* **ACTION ITEM**
Only the lines of the data below from the one with "of the dark" through the one with "of the sandy" are wanted. Repeat them exactly.

* **SUPPLIED INFORMATION**
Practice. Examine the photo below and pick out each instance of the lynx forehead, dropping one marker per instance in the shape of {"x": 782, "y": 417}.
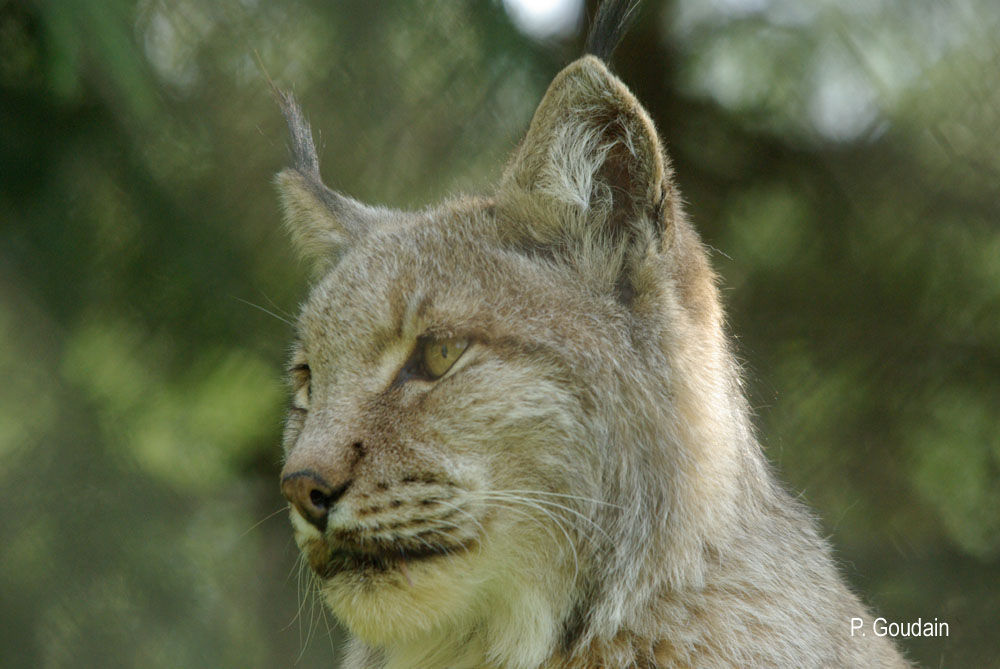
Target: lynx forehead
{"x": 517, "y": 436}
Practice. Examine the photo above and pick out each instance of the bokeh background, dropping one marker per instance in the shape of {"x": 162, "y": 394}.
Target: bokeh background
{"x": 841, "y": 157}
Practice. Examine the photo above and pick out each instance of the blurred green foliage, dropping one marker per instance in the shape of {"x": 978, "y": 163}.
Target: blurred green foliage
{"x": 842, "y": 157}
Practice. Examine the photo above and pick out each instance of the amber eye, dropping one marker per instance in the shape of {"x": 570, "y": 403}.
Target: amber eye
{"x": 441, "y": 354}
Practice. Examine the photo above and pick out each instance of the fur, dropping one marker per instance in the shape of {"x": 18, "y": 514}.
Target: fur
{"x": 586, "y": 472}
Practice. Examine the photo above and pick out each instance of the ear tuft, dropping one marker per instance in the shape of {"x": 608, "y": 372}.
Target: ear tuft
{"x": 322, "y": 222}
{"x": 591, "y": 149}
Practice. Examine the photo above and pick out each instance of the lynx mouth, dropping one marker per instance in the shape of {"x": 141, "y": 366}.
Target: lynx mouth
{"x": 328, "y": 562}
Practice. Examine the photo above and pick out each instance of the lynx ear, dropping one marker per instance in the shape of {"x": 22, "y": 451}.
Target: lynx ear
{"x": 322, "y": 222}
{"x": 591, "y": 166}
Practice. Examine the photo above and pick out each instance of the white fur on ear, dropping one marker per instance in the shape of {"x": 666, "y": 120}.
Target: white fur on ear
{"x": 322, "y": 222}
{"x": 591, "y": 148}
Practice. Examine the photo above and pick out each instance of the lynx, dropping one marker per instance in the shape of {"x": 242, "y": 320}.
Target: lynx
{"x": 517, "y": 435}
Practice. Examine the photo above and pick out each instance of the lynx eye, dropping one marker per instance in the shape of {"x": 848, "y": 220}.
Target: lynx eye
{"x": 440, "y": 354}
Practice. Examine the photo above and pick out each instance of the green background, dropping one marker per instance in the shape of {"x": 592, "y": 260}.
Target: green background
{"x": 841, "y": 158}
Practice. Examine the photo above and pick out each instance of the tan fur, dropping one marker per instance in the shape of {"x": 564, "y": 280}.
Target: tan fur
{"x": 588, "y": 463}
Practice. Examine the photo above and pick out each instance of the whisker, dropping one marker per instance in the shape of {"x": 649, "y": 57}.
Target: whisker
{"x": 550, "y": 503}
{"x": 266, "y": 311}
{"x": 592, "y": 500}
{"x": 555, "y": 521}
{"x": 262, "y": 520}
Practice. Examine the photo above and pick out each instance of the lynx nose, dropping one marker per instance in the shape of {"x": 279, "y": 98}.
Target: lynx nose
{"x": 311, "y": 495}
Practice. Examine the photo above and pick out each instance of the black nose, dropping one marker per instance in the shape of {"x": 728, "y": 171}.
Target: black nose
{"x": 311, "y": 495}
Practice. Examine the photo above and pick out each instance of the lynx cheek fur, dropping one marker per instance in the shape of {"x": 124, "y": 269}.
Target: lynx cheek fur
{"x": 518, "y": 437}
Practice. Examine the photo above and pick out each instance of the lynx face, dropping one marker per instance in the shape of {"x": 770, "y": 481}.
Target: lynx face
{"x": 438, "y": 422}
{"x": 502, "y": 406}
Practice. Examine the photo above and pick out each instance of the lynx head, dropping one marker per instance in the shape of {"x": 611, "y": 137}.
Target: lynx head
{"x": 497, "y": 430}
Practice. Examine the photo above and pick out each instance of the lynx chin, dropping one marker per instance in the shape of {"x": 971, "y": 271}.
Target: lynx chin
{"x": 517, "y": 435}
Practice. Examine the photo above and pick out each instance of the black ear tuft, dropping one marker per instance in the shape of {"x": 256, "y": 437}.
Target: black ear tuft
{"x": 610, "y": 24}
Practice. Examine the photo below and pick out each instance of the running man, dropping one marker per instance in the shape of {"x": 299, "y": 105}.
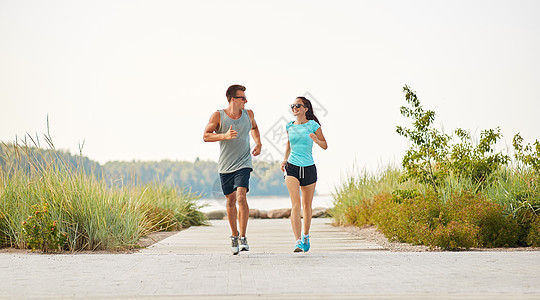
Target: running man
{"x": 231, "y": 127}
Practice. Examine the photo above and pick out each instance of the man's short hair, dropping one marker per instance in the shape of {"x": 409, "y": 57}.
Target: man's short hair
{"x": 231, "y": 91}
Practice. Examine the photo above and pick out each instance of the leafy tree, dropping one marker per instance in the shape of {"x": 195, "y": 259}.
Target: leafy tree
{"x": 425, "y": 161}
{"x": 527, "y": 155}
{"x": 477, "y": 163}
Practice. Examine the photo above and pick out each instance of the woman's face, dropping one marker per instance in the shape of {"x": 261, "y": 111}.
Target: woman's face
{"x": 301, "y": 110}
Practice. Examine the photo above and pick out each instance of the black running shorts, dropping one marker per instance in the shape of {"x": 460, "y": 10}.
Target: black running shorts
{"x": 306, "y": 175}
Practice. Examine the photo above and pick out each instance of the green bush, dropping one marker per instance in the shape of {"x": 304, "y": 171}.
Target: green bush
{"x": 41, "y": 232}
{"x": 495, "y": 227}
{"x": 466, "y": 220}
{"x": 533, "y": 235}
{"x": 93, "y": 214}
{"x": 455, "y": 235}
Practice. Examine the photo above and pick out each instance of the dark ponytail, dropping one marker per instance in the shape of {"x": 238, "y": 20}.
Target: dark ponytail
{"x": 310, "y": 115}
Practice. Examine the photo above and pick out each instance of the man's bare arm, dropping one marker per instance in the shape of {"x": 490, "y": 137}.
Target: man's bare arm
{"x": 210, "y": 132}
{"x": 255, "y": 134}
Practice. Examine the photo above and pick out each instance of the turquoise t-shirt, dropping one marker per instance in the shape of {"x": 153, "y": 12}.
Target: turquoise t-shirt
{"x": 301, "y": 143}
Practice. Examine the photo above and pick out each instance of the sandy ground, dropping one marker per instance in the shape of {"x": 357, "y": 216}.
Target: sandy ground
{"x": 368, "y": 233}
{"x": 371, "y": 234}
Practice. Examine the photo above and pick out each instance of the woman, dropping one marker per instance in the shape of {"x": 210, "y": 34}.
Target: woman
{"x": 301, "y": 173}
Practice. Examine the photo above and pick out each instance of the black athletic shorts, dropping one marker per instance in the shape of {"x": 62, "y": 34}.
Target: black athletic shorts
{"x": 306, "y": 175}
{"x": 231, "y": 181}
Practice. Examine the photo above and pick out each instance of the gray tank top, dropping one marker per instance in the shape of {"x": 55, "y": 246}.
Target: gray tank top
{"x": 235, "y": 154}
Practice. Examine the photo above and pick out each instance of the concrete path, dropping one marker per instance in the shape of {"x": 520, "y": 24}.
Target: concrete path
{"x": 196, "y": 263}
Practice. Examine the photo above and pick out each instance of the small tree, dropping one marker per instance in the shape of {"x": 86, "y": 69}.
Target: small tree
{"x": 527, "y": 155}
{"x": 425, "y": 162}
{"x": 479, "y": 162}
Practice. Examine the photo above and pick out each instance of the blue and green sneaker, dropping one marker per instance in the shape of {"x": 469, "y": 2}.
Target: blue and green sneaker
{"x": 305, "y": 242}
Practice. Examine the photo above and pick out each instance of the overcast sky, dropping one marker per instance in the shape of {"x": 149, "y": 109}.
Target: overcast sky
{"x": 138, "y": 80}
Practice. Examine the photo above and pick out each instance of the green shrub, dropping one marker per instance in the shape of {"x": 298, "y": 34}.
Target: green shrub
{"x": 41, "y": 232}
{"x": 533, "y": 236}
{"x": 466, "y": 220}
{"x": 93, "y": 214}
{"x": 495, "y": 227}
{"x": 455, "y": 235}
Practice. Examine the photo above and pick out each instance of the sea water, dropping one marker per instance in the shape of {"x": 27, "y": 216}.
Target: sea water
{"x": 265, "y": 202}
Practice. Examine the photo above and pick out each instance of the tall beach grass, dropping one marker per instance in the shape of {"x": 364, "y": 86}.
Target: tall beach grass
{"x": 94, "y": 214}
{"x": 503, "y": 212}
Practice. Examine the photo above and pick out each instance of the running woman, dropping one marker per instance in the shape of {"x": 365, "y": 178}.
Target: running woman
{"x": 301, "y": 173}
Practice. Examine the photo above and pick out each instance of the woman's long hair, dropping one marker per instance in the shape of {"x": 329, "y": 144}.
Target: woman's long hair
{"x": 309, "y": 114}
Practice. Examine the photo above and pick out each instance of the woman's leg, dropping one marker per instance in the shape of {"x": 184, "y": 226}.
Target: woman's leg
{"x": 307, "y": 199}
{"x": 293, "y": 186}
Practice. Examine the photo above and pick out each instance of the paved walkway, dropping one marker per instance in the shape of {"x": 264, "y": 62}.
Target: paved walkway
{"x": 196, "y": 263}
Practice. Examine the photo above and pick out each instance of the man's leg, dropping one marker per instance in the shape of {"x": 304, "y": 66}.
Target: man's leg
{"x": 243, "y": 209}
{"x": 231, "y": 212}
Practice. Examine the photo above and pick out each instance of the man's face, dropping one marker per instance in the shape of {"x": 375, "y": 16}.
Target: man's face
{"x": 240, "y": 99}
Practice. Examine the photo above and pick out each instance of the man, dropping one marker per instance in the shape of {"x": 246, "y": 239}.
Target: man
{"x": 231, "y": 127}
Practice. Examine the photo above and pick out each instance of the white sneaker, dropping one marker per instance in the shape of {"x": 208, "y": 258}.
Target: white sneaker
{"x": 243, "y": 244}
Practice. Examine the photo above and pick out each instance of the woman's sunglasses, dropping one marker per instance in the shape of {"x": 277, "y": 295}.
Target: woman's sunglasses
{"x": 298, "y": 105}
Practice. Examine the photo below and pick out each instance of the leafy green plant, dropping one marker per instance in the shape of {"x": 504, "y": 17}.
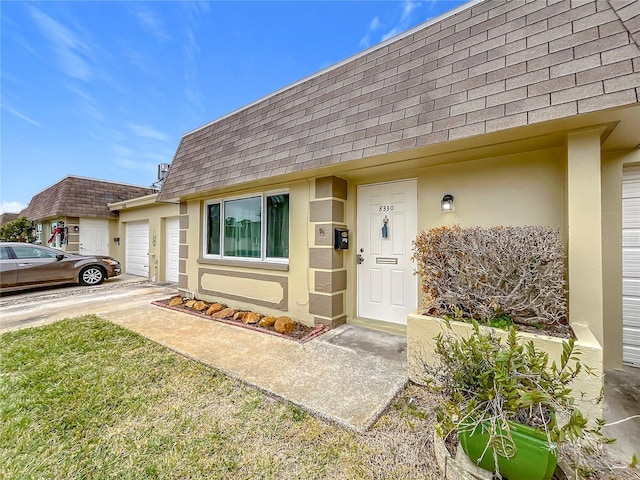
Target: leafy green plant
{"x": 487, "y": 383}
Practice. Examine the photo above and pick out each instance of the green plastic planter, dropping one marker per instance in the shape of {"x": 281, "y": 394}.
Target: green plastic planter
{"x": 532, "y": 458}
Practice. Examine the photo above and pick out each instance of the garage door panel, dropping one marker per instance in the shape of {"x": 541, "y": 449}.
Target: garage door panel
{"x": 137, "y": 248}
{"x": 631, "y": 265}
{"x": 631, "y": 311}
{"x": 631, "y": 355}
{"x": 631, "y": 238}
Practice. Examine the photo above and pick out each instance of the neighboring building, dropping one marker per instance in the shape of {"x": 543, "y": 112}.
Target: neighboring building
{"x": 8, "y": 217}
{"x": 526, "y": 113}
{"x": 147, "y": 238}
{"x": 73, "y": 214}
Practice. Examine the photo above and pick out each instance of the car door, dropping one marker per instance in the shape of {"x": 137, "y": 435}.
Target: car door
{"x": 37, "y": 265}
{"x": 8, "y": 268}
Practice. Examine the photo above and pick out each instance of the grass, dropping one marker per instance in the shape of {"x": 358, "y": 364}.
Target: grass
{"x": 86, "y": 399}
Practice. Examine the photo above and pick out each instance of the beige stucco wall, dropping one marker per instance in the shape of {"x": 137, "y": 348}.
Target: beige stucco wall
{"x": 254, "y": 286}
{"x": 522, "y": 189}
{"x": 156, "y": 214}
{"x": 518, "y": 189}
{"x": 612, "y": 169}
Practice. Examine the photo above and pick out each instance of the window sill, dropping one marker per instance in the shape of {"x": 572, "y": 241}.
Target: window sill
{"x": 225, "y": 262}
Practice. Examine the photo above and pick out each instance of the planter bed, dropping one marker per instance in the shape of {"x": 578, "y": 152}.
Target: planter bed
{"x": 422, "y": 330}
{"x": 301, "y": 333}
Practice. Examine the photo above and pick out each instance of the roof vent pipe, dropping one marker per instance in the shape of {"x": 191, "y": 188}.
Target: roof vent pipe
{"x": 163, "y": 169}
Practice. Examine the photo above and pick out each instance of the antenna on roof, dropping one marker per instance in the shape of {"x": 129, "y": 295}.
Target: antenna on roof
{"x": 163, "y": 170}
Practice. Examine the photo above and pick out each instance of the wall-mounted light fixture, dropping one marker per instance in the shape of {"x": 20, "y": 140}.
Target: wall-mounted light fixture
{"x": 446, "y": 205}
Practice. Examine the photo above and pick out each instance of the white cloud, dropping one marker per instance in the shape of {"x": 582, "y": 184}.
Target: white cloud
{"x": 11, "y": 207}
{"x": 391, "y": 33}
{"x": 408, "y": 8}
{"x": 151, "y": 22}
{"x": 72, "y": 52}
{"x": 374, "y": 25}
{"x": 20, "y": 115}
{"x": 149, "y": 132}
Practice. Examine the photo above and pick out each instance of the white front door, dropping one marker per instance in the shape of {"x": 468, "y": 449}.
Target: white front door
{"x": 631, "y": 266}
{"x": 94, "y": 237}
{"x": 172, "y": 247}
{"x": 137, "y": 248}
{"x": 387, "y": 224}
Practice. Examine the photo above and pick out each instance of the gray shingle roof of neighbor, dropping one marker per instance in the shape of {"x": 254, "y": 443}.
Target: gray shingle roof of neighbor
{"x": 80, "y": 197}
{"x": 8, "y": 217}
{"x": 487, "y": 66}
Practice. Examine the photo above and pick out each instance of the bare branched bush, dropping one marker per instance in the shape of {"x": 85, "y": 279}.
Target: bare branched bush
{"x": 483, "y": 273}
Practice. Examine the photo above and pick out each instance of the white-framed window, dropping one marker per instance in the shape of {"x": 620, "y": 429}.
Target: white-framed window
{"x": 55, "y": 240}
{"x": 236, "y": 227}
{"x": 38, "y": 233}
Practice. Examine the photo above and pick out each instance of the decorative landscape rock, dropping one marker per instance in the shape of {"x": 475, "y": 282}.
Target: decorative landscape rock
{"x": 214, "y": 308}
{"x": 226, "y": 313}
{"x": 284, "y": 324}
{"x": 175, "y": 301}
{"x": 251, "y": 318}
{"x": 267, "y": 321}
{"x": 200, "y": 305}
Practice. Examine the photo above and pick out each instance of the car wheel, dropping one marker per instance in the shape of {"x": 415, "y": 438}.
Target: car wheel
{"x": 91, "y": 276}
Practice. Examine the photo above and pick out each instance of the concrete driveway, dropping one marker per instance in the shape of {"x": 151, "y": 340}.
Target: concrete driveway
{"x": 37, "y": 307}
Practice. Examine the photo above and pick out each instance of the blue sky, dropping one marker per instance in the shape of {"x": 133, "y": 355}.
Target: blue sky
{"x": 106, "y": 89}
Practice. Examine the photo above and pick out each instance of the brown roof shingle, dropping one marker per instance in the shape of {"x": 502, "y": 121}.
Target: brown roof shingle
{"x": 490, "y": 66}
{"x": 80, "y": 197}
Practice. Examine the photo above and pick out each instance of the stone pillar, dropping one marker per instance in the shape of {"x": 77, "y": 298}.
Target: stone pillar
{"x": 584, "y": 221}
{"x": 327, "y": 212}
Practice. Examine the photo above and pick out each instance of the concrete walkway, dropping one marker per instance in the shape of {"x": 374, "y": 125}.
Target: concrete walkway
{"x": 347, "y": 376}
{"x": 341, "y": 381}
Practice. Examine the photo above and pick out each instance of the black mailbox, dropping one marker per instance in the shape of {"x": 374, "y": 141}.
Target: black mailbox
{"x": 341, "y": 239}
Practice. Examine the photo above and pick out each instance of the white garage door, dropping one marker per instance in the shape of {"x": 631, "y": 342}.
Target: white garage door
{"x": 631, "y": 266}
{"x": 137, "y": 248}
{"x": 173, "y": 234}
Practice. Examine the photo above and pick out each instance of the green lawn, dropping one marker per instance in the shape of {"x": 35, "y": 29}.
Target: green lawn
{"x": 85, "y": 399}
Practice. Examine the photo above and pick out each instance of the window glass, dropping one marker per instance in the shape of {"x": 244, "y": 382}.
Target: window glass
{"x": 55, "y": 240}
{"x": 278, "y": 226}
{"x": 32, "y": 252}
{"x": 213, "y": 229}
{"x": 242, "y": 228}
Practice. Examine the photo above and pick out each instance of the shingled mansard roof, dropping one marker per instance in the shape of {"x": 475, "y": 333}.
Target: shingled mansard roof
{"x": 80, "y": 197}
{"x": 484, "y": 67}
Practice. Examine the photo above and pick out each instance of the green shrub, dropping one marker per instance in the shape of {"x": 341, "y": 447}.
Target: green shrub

* **SOLUTION TO THE EXERCISE**
Practice. Examine the photo above and pick out each instance of the dark ponytail, dropping one marker per instance in the shape of {"x": 238, "y": 20}.
Target: dark ponytail
{"x": 310, "y": 115}
Practice. Examine the photo above and pick out each instance of the man's bare arm, dropping one marker per instance in the shape of {"x": 490, "y": 137}.
Target: man's bare arm
{"x": 210, "y": 132}
{"x": 255, "y": 134}
Practice. Examine the photo above and pick out each instance of the turquoise t-shirt, dropping one marker per instance in the shape of {"x": 153, "y": 12}.
Target: turquoise t-shirt
{"x": 301, "y": 143}
Practice. Examine the photo above and pick out each instance of the sandy ground, dropping one marker per instance in the shape of {"x": 357, "y": 216}.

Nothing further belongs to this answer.